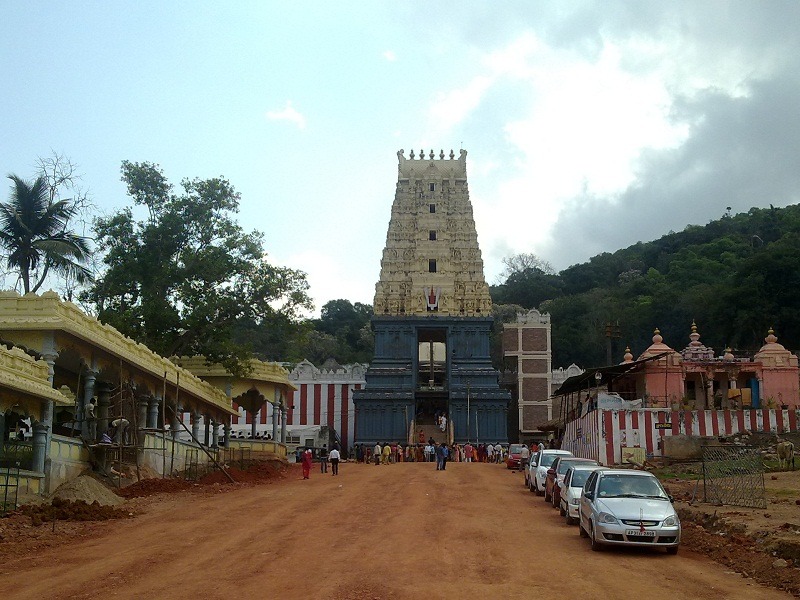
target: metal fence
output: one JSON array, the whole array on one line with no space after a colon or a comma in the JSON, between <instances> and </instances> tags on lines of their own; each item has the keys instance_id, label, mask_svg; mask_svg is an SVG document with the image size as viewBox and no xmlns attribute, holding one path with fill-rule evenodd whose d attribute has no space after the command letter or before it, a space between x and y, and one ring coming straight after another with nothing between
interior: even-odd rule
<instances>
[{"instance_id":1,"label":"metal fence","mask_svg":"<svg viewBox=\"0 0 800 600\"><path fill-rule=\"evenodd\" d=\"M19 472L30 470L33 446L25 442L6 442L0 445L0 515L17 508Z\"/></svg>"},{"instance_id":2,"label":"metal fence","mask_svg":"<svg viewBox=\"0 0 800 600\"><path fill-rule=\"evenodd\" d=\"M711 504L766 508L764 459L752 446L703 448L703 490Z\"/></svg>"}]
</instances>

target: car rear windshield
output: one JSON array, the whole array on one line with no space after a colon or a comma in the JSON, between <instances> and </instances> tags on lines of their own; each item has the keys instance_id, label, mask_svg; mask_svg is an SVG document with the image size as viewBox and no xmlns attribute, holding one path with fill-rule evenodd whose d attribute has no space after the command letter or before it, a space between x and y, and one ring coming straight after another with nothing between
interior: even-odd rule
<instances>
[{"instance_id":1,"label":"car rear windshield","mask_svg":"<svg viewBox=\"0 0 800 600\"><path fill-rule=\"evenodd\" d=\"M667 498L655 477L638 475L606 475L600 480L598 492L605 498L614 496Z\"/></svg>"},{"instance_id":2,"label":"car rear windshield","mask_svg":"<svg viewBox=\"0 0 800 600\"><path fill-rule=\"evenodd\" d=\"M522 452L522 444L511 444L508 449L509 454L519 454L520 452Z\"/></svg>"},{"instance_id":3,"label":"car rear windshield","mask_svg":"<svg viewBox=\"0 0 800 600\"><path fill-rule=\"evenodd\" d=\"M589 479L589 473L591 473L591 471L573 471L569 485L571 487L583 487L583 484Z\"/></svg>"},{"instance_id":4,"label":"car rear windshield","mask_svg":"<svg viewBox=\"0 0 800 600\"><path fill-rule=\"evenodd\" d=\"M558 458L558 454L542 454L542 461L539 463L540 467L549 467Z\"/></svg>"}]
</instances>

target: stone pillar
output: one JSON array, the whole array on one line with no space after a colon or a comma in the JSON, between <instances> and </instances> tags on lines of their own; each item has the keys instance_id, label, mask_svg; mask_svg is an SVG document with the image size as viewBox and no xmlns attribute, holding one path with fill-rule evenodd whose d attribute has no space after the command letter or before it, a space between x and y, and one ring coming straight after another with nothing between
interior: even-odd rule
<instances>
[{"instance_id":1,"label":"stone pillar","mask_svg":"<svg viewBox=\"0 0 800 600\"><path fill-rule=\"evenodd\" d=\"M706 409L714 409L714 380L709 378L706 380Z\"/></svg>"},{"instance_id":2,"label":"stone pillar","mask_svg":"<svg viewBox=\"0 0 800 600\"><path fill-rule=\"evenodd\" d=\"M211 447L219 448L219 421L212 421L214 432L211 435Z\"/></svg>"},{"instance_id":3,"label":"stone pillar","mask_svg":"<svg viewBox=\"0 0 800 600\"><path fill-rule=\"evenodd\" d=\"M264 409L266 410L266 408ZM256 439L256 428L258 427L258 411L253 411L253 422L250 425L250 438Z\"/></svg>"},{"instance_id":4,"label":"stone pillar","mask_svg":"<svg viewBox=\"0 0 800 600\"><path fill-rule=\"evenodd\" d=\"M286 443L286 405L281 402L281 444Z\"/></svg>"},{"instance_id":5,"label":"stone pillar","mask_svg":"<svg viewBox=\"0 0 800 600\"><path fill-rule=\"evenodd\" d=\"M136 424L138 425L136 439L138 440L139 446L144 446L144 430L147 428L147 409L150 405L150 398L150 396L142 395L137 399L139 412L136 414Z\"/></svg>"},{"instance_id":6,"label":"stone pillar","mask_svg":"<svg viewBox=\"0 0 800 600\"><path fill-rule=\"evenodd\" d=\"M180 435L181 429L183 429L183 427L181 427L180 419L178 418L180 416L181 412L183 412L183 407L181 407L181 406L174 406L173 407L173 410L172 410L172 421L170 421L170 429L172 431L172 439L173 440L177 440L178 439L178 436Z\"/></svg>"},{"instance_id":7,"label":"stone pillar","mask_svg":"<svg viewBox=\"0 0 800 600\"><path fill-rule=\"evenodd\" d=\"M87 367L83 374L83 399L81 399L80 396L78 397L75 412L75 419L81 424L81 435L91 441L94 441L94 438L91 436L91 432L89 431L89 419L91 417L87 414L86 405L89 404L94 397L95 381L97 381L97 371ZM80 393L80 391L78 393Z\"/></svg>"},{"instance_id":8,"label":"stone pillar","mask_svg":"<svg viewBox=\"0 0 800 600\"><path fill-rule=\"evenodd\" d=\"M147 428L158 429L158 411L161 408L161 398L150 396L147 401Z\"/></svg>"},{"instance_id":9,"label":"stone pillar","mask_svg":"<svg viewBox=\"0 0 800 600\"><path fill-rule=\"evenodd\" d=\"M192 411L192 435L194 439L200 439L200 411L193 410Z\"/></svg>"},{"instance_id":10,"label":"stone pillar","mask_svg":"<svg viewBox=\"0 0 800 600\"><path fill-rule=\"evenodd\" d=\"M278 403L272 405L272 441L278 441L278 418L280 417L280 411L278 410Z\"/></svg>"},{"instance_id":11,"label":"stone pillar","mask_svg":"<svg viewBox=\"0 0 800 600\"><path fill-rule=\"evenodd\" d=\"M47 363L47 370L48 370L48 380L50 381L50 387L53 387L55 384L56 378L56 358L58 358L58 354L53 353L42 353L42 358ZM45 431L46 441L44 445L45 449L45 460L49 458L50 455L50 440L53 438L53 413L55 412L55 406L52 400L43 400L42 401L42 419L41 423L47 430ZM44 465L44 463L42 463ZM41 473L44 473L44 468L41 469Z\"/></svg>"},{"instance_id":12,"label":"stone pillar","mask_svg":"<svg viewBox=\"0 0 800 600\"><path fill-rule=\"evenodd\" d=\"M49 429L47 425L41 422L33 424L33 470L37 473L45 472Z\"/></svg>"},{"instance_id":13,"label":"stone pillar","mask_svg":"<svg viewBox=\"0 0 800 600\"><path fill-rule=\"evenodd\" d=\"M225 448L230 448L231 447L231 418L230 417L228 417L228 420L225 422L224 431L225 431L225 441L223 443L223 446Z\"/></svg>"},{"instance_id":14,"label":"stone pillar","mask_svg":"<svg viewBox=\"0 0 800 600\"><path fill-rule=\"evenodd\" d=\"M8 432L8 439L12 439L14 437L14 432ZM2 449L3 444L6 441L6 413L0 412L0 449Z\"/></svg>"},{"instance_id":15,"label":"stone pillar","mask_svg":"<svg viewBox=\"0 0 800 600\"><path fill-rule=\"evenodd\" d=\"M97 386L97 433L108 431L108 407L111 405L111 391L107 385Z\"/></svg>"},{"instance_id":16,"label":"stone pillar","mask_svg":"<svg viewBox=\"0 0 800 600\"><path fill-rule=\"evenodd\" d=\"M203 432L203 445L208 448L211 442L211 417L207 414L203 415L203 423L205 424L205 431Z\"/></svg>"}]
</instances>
....................
- Required action -
The output is to be the material in full and unaltered, with pictures omitted.

- Exercise output -
target: metal fence
output: one JSON array, the whole array on one line with no space after a colon or a comma in the JSON, between <instances> and </instances> tags on lines of their own; each item has the keys instance_id, label, mask_svg; mask_svg is an SVG document with the image size as viewBox and no xmlns attribute, holding one path with fill-rule evenodd whose d attribute has no space after the command letter or before it, a space between x and y, and one ring coming straight after another with nothing between
interior: even-odd rule
<instances>
[{"instance_id":1,"label":"metal fence","mask_svg":"<svg viewBox=\"0 0 800 600\"><path fill-rule=\"evenodd\" d=\"M19 472L30 470L33 446L25 442L6 442L0 445L0 515L17 508Z\"/></svg>"},{"instance_id":2,"label":"metal fence","mask_svg":"<svg viewBox=\"0 0 800 600\"><path fill-rule=\"evenodd\" d=\"M711 504L766 508L764 459L752 446L703 448L703 490Z\"/></svg>"}]
</instances>

target: car rear windshield
output: one JSON array, the whole array on one line with no space after a colon or a comma in the JSON, between <instances> and </instances> tags on lines of their own; each item has the keys instance_id, label, mask_svg; mask_svg is an SVG document with the image size as viewBox and no xmlns attribute, holding one path with fill-rule evenodd whose d attribute has no space after the command letter or before it, a space between x and y, and one ring coming straight after another with nothing between
interior: even-odd rule
<instances>
[{"instance_id":1,"label":"car rear windshield","mask_svg":"<svg viewBox=\"0 0 800 600\"><path fill-rule=\"evenodd\" d=\"M667 498L655 477L638 475L606 475L600 480L598 492L605 498L614 496Z\"/></svg>"},{"instance_id":2,"label":"car rear windshield","mask_svg":"<svg viewBox=\"0 0 800 600\"><path fill-rule=\"evenodd\" d=\"M522 452L522 444L511 444L508 449L509 454L519 454L520 452Z\"/></svg>"},{"instance_id":3,"label":"car rear windshield","mask_svg":"<svg viewBox=\"0 0 800 600\"><path fill-rule=\"evenodd\" d=\"M589 479L589 473L591 473L591 471L573 471L569 485L571 487L583 487L583 484Z\"/></svg>"},{"instance_id":4,"label":"car rear windshield","mask_svg":"<svg viewBox=\"0 0 800 600\"><path fill-rule=\"evenodd\" d=\"M558 458L558 454L542 454L542 461L539 463L540 467L549 467Z\"/></svg>"}]
</instances>

target: stone pillar
output: one JSON array, the whole array on one line with no space after a colon or a comma in the JSON, between <instances> and </instances> tags on lines of their own; each item has the keys instance_id, label, mask_svg; mask_svg is an SVG document with the image size as viewBox and no xmlns attribute, holding one path with fill-rule evenodd whose d attribute has no space after the command letter or before it, a space between x and y, and one ring coming straight after another with nothing between
interior: even-odd rule
<instances>
[{"instance_id":1,"label":"stone pillar","mask_svg":"<svg viewBox=\"0 0 800 600\"><path fill-rule=\"evenodd\" d=\"M706 409L714 409L714 380L709 378L706 380Z\"/></svg>"},{"instance_id":2,"label":"stone pillar","mask_svg":"<svg viewBox=\"0 0 800 600\"><path fill-rule=\"evenodd\" d=\"M211 447L219 448L219 421L212 421L214 432L211 435Z\"/></svg>"},{"instance_id":3,"label":"stone pillar","mask_svg":"<svg viewBox=\"0 0 800 600\"><path fill-rule=\"evenodd\" d=\"M264 409L266 410L266 408ZM256 439L256 428L258 427L258 411L253 411L253 422L250 425L250 438Z\"/></svg>"},{"instance_id":4,"label":"stone pillar","mask_svg":"<svg viewBox=\"0 0 800 600\"><path fill-rule=\"evenodd\" d=\"M286 443L286 405L281 402L281 444Z\"/></svg>"},{"instance_id":5,"label":"stone pillar","mask_svg":"<svg viewBox=\"0 0 800 600\"><path fill-rule=\"evenodd\" d=\"M136 424L138 425L136 439L138 440L139 446L144 446L144 430L147 428L147 409L150 405L150 398L150 396L142 395L137 399L139 412L136 414Z\"/></svg>"},{"instance_id":6,"label":"stone pillar","mask_svg":"<svg viewBox=\"0 0 800 600\"><path fill-rule=\"evenodd\" d=\"M180 435L181 429L183 429L183 427L181 427L180 419L178 418L180 416L181 412L183 412L183 407L181 407L181 406L174 406L173 407L173 410L172 410L172 421L170 421L170 429L172 431L172 439L173 440L177 440L178 439L178 436Z\"/></svg>"},{"instance_id":7,"label":"stone pillar","mask_svg":"<svg viewBox=\"0 0 800 600\"><path fill-rule=\"evenodd\" d=\"M87 367L83 374L83 399L81 399L80 396L78 397L75 412L75 419L81 424L81 435L91 441L94 441L94 438L91 436L91 432L89 431L89 419L91 417L87 414L86 405L89 404L94 397L95 381L97 381L97 371ZM80 393L80 391L78 393Z\"/></svg>"},{"instance_id":8,"label":"stone pillar","mask_svg":"<svg viewBox=\"0 0 800 600\"><path fill-rule=\"evenodd\" d=\"M147 428L158 429L158 411L161 408L161 398L150 396L147 401Z\"/></svg>"},{"instance_id":9,"label":"stone pillar","mask_svg":"<svg viewBox=\"0 0 800 600\"><path fill-rule=\"evenodd\" d=\"M192 411L192 435L194 439L200 439L200 411L193 410Z\"/></svg>"},{"instance_id":10,"label":"stone pillar","mask_svg":"<svg viewBox=\"0 0 800 600\"><path fill-rule=\"evenodd\" d=\"M278 403L272 405L272 441L278 441L278 418L280 417L280 411L278 410Z\"/></svg>"},{"instance_id":11,"label":"stone pillar","mask_svg":"<svg viewBox=\"0 0 800 600\"><path fill-rule=\"evenodd\" d=\"M47 363L47 370L48 370L48 380L50 381L50 387L53 387L55 384L56 378L56 358L58 358L58 354L53 353L42 353L42 358ZM45 431L46 441L44 445L45 449L45 460L49 458L50 455L50 440L53 438L53 413L55 412L55 406L52 400L43 400L42 401L42 419L41 423L47 430ZM44 465L44 463L42 463ZM41 473L44 473L44 468L41 469Z\"/></svg>"},{"instance_id":12,"label":"stone pillar","mask_svg":"<svg viewBox=\"0 0 800 600\"><path fill-rule=\"evenodd\" d=\"M49 429L47 425L41 422L33 424L33 470L37 473L45 472Z\"/></svg>"},{"instance_id":13,"label":"stone pillar","mask_svg":"<svg viewBox=\"0 0 800 600\"><path fill-rule=\"evenodd\" d=\"M225 448L230 448L231 447L231 418L230 417L228 417L228 420L225 422L224 431L225 431L225 441L223 443L223 446Z\"/></svg>"},{"instance_id":14,"label":"stone pillar","mask_svg":"<svg viewBox=\"0 0 800 600\"><path fill-rule=\"evenodd\" d=\"M8 432L8 439L12 439L14 437L14 432ZM2 449L3 444L6 441L6 413L0 412L0 449Z\"/></svg>"},{"instance_id":15,"label":"stone pillar","mask_svg":"<svg viewBox=\"0 0 800 600\"><path fill-rule=\"evenodd\" d=\"M97 386L97 433L108 431L108 407L111 405L111 391L107 385Z\"/></svg>"},{"instance_id":16,"label":"stone pillar","mask_svg":"<svg viewBox=\"0 0 800 600\"><path fill-rule=\"evenodd\" d=\"M203 432L203 445L208 448L211 442L211 417L207 414L203 415L203 423L205 424L205 431Z\"/></svg>"}]
</instances>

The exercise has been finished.